TAREFA PROPOSTA A »
Segundo o texto sobre neurose infantil, por que Anna Freud não considera o sofrimento um fator decisivo para indicar o tratamento de uma criança? Responda em até três frases.
TAREFA PROPOSTA B »
Informe se cada afirmação abaixo está de acordo com o texto sobre neurose infantil, respondendo sim ou não e citando literalmente as palavras do texto que decidem a questão.
(i) A neurose de abandono é facilmente constatada numa criança quando o pai ou a mãe se afasta por alguns instantes.
(ii) Segundo Anna Freud, a presença de sofrimento é o fator decisivo para se decidir o tratamento de uma criança.
(iii) O trauma do nascimento figura entre os fatores a considerar na origem da neurose de abandono.
TAREFA PROPOSTA C »
Dê prosseguimento ao texto sobre neurose infantil a partir de sua última frase.

TRECHO DA PÁGINA »
____________
É de fácil constatação a neurose de abandono numa criança quando seu pai ou mãe se afasta por alguns instantes. O desespero que esta demonstra parece nos dizer o quanto tem medo de que venha a ser abandonada por estes.
Pergunta-se: estaria isso ligado a incerteza de não ser amada? Um outro fator que poderíamos considerar seria se esta criança é filha de pais, que por razões variadas, acabam se tornando muito ausentes. E,ainda deve ser considerado o próprio trauma do nascimento, ocasião em que se deu a expulsão do útero, que num parto não tão tranquilo seria mais agravado talvez ocasionando essa neurose de abandono. Muitas são as possibilidades, mas é fato a evidência dessa neurose em muitas crianças.
AVALIAÇÃO DAS NEUROSES INFANTIS, SEGUNDO ANNA FREUD
De acordo com Anna Freud, a presença ou a ausência de sofrimento não pode ser tomada como fator decisivo quando se decide acerca de um tratamento de uma criança. E, alega que há muitos distúrbios neuróticos sérios que as crianças suportam com ânimo firme; além de outros menos sérios que provocam sofrimento.
____________
TRECHOS DOS REGISTROS »

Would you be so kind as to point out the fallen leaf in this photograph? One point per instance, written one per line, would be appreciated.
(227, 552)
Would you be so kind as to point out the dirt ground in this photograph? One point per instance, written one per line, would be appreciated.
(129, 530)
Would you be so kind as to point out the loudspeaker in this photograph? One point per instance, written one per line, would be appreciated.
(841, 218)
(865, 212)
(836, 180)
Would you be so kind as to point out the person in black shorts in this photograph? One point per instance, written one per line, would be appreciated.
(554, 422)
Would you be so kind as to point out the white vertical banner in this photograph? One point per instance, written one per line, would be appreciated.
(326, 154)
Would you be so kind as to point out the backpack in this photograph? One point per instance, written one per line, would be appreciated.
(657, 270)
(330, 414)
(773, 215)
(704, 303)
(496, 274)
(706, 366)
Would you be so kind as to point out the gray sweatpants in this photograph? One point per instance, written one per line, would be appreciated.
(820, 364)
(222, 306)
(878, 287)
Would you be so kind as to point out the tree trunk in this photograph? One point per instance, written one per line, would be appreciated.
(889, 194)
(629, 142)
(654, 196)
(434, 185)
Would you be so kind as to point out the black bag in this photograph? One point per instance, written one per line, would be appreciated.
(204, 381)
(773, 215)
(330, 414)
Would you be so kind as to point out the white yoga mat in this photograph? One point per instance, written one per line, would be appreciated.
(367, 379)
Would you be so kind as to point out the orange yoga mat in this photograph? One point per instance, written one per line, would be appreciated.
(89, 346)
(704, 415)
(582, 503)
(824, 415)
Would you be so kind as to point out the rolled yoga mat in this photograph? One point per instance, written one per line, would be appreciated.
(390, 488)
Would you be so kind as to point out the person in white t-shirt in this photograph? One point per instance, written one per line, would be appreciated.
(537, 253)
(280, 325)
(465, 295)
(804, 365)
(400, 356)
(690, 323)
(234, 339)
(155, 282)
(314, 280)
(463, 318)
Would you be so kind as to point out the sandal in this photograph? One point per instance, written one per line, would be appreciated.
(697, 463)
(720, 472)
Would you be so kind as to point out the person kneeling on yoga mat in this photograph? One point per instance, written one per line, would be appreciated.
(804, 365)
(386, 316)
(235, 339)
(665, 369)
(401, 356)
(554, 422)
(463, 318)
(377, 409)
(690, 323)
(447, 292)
____________
RESPOSTA REDIGIDA A »
Anna Freud não o considera decisivo porque há muitos distúrbios neuróticos sérios que as crianças suportam com ânimo firme. Há também distúrbios menos sérios que provocam sofrimento.

RESPOSTA REDIGIDA B »
(i) Sim: "É de fácil constatação a neurose de abandono numa criança quando seu pai ou mãe se afasta por alguns instantes".
(ii) Não: "a presença ou a ausência de sofrimento não pode ser tomada como fator decisivo quando se decide acerca de um tratamento de uma criança".
(iii) Sim: "ainda deve ser considerado o próprio trauma do nascimento".

RESPOSTA REDIGIDA C »
Segundo ela, somente quando os sintomas da criança são conturbadores para o meio em que vive e, afetam diretamente os pais, há uma probabilidade maior destes procurarem um profissional da psicanálise para tratar de seus filhos ( a exemplo das crianças que urinam na cama, pois são levadas mais regularmente às clinicas do qualquer outra categoria de casos).
E, completa dizendo que os pais se mostram mais preocupados, por exemplo, com os estados de agressividade e de destrutividade dos filhos do que com as inibições; os atos obsessivos são considerados mais leves do que as crises de ansiedade, embora, na verdade, representem eles, um estágio mais avançado do mesmo distúrbio; os estágios iniciais da passividade feminina nos meninos, embora frequentemente decisivos para sua futura anormalidade, são quase que invariavelmente deixados despercebidos.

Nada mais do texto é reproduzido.